◆ Directions ◆
A. Answer these questions from the excerpt on Hedwig Bollhagen:
(i) In what city was Bollhagen born?
(ii) In what year did she take over the workshops of Margarete Heymann-Loebenstein?
(iii) How many employees did the enterprise she led have?
B. Reproduce word for word everything in the excerpt on Hedwig Bollhagen from "Hedwig Bollhagen (10" down to "opened near Berlin.".

____ Excerpt

Hedwig Bollhagen (10 November 1907 – 8 June 2001) was a leading German ceramicist influenced by the Bauhaus. The company that she started is still in operation. A museum dedicated to her work has been opened near Berlin.

Bollhagen was born in Hanover, Germany, in 1907. Whilst she was still at school, she was inspired by pottery that she came across at markets and through a friend of the family. After she finished school, she worked at a small pottery before returning to a technical college. She was given an early responsibility in supervising 100 women painters at the Steingutfabriken ceramic works at Velten-Vordamm. Whilst she was there, she came under the influence of several Bauhaus-trained ceramicists who had been hired by the company.

In 1934 she took over the workshops of Margarete Heymann-Loebenstein (aka Grete Marks), a Jewish Bauhaus ceramicist, in what has been called "questionable circumstances" during the Nazi era in Germany. The successful business had been owned by Margarete, her husband Gustav, and his brother Daniel Loebenstein since 1923. The workshops had been purchased at a reduced price as a result of pressure applied to Heymann-Loebenstein by members of the Nazi party. Bollhagen was not a member of the party but her business partner, Heinrich Schild, was, and he was one of the leaders of the Gleichschaltung movement, a Nazi-aligned idea to standardise the nation's views.

The workshops were transferred to Bollhagen's management in the same year and she led an enterprise of over 30 employees. Bollhagen herself noted that she had gained an advantage at the expense of her fellow Jewish artist, but this was not an uncommon act in Nazi Germany. Bollhagen said, however, that the acquisition was due to serendipity rather than design. Bollhagen did work closely with Charles Crodel, who had been ejected from the Gleichschaltung organisation for creating "degenerate art". Crodel's friendship was important to Bollhagen and she never joined the Gleichschaltung group. Meanwhile, the former owner of the Haël Werkstätten moved to England to escape persecution. Her art was publicly derided as degenerate in Germany in 1936, although it is now considered her finest work.

After the war, Bollhagen continued her business within the German Democratic Republic, despite facing severe difficulties that forced her to use her own savings to pay the workshop's staff. Luckily, her work was still highly valued and it was traded on the black market at premium prices.

________
____ Records supplied

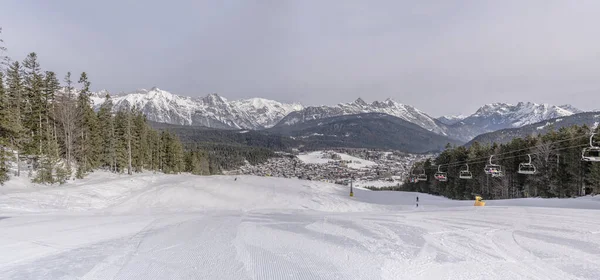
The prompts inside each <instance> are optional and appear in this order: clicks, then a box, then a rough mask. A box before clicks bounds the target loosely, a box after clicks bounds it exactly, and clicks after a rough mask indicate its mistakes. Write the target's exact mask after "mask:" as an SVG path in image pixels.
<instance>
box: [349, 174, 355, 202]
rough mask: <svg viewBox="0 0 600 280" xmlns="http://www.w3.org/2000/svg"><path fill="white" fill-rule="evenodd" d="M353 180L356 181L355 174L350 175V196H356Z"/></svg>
mask: <svg viewBox="0 0 600 280" xmlns="http://www.w3.org/2000/svg"><path fill="white" fill-rule="evenodd" d="M352 181H354V175H350V196H351V197H353V196H354V191H353V190H352Z"/></svg>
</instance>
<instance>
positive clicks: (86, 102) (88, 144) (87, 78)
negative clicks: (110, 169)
mask: <svg viewBox="0 0 600 280" xmlns="http://www.w3.org/2000/svg"><path fill="white" fill-rule="evenodd" d="M79 83H80V84H81V86H82V88H81V91H80V92H79V96H78V97H77V118H78V122H77V128H78V130H79V131H78V135H77V138H76V141H77V142H76V143H77V153H76V158H77V163H78V170H77V177H79V178H82V177H83V176H84V175H85V174H86V173H88V172H90V171H91V170H92V169H94V168H95V167H97V164H98V151H97V149H98V146H99V143H100V137H99V135H98V120H97V116H96V113H95V112H94V110H93V109H92V104H91V100H90V82H89V81H88V78H87V74H86V73H85V72H83V73H81V77H80V78H79Z"/></svg>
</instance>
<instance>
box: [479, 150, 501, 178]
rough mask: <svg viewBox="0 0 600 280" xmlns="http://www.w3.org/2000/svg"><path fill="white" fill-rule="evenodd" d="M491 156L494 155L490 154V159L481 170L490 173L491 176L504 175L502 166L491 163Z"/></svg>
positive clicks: (489, 174)
mask: <svg viewBox="0 0 600 280" xmlns="http://www.w3.org/2000/svg"><path fill="white" fill-rule="evenodd" d="M493 157H494V155H491V156H490V161H489V163H488V164H486V165H485V167H484V168H483V172H485V174H488V175H492V177H502V176H504V171H503V169H502V166H501V165H498V164H493V163H492V158H493Z"/></svg>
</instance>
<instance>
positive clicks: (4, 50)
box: [0, 27, 10, 73]
mask: <svg viewBox="0 0 600 280" xmlns="http://www.w3.org/2000/svg"><path fill="white" fill-rule="evenodd" d="M1 35H2V27H0V72H3V73H4V70H5V69H6V68H8V66H9V65H10V58H9V57H8V56H7V55H6V50H7V49H6V47H5V46H4V40H3V39H2V37H1Z"/></svg>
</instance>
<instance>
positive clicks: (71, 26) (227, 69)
mask: <svg viewBox="0 0 600 280" xmlns="http://www.w3.org/2000/svg"><path fill="white" fill-rule="evenodd" d="M3 6H5V7H3V9H2V10H1V11H0V18H1V19H3V21H2V22H0V25H2V27H3V28H4V34H3V36H4V37H3V38H4V39H5V41H6V45H7V47H8V48H9V54H10V55H11V56H13V57H16V58H22V57H24V56H25V54H26V53H27V52H30V51H36V52H38V54H39V55H40V58H41V61H42V66H43V67H44V68H46V69H52V70H55V71H57V72H58V73H59V74H61V75H63V74H64V73H65V72H66V71H69V70H70V71H73V72H81V71H87V72H88V73H89V74H90V78H91V80H92V86H93V88H94V89H96V90H98V89H101V88H107V89H108V90H110V91H111V92H119V91H129V90H133V89H135V88H139V87H151V86H153V85H156V86H160V87H161V88H165V89H167V90H170V91H172V92H174V93H177V94H183V95H190V96H197V95H205V94H207V93H210V92H219V93H221V94H222V95H224V96H226V97H228V98H230V99H235V98H245V97H252V96H260V97H266V98H272V99H276V100H281V101H300V102H302V103H304V104H334V103H338V102H345V101H351V100H354V99H356V98H357V97H362V98H363V99H365V100H367V101H373V100H382V99H385V98H388V97H391V98H394V99H396V100H398V101H400V102H403V103H406V104H410V105H413V106H416V107H417V108H419V109H421V110H423V111H425V112H427V113H429V114H431V115H434V116H438V115H442V114H458V113H462V114H468V113H471V112H473V111H474V110H475V109H476V108H477V107H479V106H481V105H483V104H484V103H490V102H512V103H516V102H518V101H533V102H538V103H542V102H543V103H553V104H563V103H571V104H573V105H575V106H578V107H581V108H583V109H593V108H590V106H591V105H589V104H592V103H596V104H597V103H598V101H600V100H599V98H600V97H598V96H600V94H599V93H600V79H598V73H600V55H599V52H598V50H599V49H600V36H599V35H600V34H599V33H600V30H599V29H598V28H597V26H600V18H598V17H597V16H596V11H598V10H599V8H600V2H597V1H551V0H544V1H541V0H532V1H515V0H511V1H377V2H376V3H368V2H365V1H344V2H343V4H342V3H341V2H338V1H308V0H307V1H258V2H252V1H250V2H249V1H177V2H176V3H171V2H164V1H146V2H144V5H141V4H140V2H138V1H95V2H89V1H58V2H53V3H49V2H48V3H46V2H38V3H31V2H22V1H9V2H7V3H6V4H4V5H3ZM592 107H593V106H592Z"/></svg>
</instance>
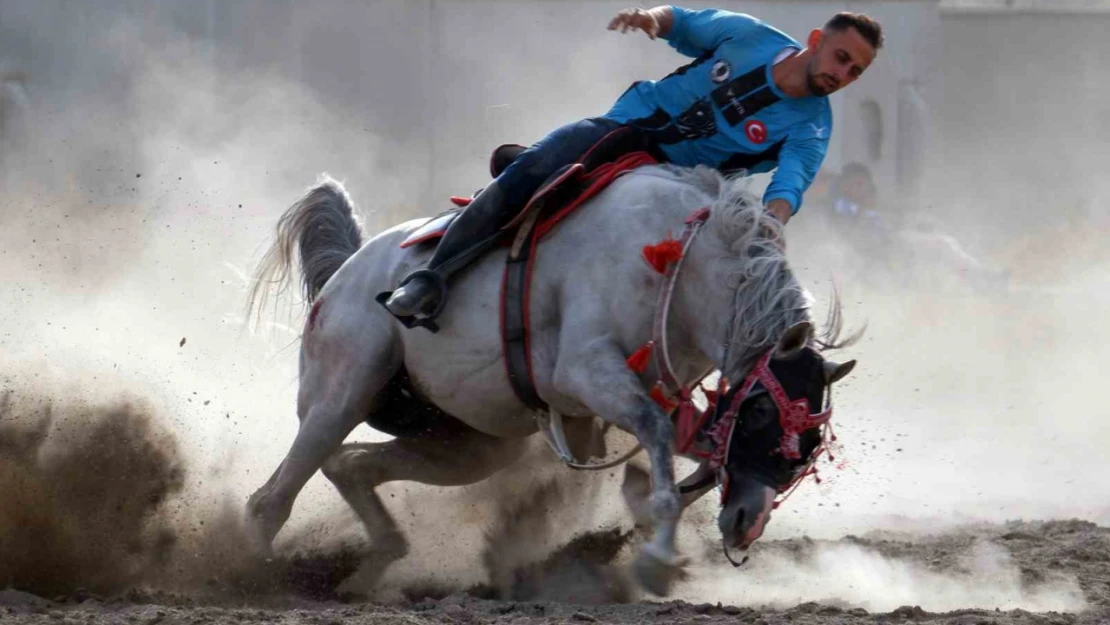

________

◆ Answers for this exercise ◆
A.
(i) Hanover, Germany
(ii) 1934
(iii) Over 30

B.
Hedwig Bollhagen (10 November 1907 – 8 June 2001) was a leading German ceramicist influenced by the Bauhaus. The company that she started is still in operation. A museum dedicated to her work has been opened near Berlin.